_Rows from a box labeling dataset_
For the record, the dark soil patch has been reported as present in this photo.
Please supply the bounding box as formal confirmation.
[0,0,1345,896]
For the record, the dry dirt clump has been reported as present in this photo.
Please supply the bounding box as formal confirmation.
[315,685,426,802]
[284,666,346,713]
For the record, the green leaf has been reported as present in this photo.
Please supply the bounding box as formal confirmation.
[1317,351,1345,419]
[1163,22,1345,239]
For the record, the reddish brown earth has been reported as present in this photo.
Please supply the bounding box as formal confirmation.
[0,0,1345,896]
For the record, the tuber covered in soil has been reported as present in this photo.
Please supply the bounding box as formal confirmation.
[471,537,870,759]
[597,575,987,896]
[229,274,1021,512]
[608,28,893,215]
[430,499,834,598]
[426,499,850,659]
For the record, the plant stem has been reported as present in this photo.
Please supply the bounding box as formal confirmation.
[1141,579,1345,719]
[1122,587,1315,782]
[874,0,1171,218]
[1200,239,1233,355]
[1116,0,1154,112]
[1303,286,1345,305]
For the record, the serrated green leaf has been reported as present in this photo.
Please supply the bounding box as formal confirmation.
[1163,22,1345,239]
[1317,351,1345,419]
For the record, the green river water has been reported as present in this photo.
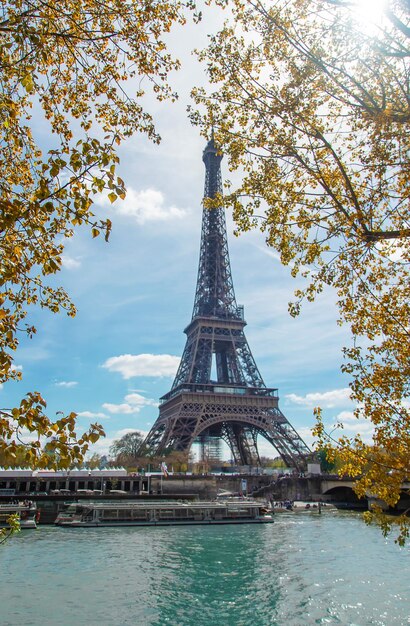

_Directions_
Can you copy the material above word for word, leaving the pictures out?

_Result_
For the record, the dark soil patch has been reported as present in this photo.
Please supply the bounding box as formal confirmation.
[0,0,1345,896]
For the record, the dry dirt clump has been reported as present in this photo.
Please supply the bounding box as formal confirmation.
[315,685,426,802]
[284,666,346,713]
For the record, the green leaf has been reported as present in this photo.
Please supply the bounding box as formal confirmation.
[1317,351,1345,419]
[1163,22,1345,239]
For the record, the reddish brown earth has been reported as present in this photo.
Please supply the bounding box as formal confirmation.
[0,0,1345,896]
For the record, the tuber covered in soil has been reported as present in this photo.
Please supply the bounding box as formal confirmation.
[471,537,870,759]
[597,575,987,896]
[229,274,1021,512]
[608,28,893,215]
[430,499,834,598]
[426,499,850,659]
For the record, the plant stem has been reported as present in this photo.
Please supply the bounding box as formal confirmation.
[1141,579,1345,719]
[1122,587,1315,782]
[874,0,1171,218]
[1200,239,1233,355]
[1116,0,1154,112]
[1303,286,1345,305]
For the record, the serrated green leaf has been reported as present in this photo.
Please supply the bounding box as formal confirmation.
[1163,22,1345,239]
[1317,351,1345,419]
For the record, the green river water has been reported as present in this photo.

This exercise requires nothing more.